ASSIGNMENT:
Leave out the pictures and transcribe every entry below exactly.

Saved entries
───

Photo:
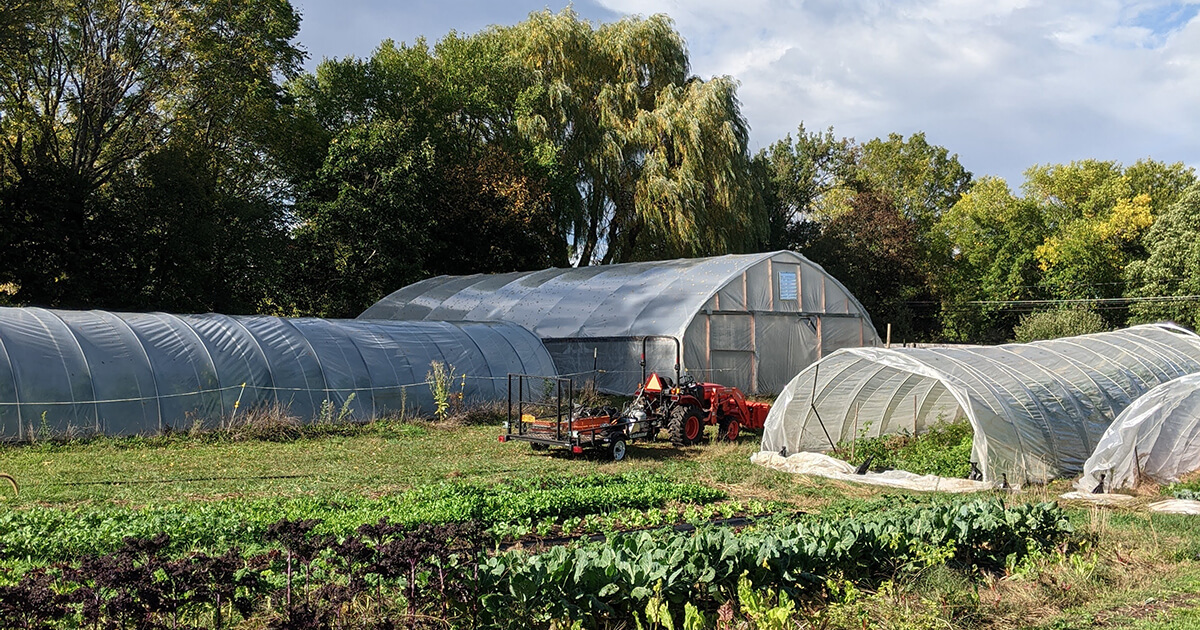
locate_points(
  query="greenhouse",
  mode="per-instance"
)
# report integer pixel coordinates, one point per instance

───

REPLY TO THE TASK:
Photo:
locate_points(
  query="greenhouse",
  mode="per-instance"
)
# report integer pixel coordinates, one point per instance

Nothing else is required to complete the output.